WHAT YOU NEED TO DO:
Rewrite only the part of the records that opens with the line containing "# test: mark the brown" and closes with the end of the records, putting "hazy" wherever "blurred" appears and leaving everything else unchanged.
::: INFORMATION GIVEN :::
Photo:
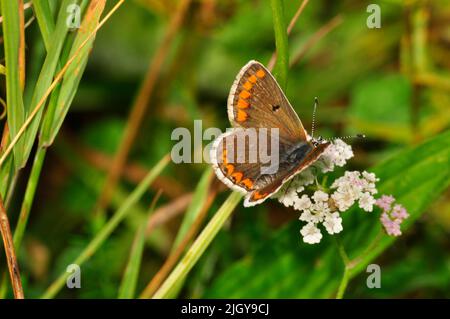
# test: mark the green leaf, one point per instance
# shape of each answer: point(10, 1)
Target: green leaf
point(128, 286)
point(198, 201)
point(388, 116)
point(285, 267)
point(57, 110)
point(281, 41)
point(46, 75)
point(14, 99)
point(111, 225)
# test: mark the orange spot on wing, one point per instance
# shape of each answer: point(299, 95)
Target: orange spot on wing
point(243, 104)
point(257, 195)
point(244, 94)
point(224, 157)
point(237, 176)
point(229, 168)
point(248, 86)
point(247, 183)
point(252, 78)
point(260, 73)
point(241, 116)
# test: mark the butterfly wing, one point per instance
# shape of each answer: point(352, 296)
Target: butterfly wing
point(256, 100)
point(260, 195)
point(231, 156)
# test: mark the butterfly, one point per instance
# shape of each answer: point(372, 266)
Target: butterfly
point(257, 103)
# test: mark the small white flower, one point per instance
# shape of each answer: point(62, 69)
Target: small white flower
point(370, 177)
point(333, 223)
point(311, 234)
point(320, 196)
point(306, 216)
point(303, 203)
point(289, 198)
point(343, 201)
point(366, 202)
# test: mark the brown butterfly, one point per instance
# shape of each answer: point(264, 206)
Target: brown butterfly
point(256, 104)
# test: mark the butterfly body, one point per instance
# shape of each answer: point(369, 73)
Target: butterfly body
point(258, 106)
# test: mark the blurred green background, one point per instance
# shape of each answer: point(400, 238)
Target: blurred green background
:::
SOLUTION:
# test: mark the brown butterfly, one point per instance
# shape of each answer: point(264, 206)
Target: brown butterfly
point(256, 104)
# test: mark the butterfly body, one point per instance
# shape of each answer: point(369, 73)
Target: butterfly body
point(258, 106)
# test: mark the hazy green background, one point per instance
# shape of each answer: point(400, 238)
Target: hazy green background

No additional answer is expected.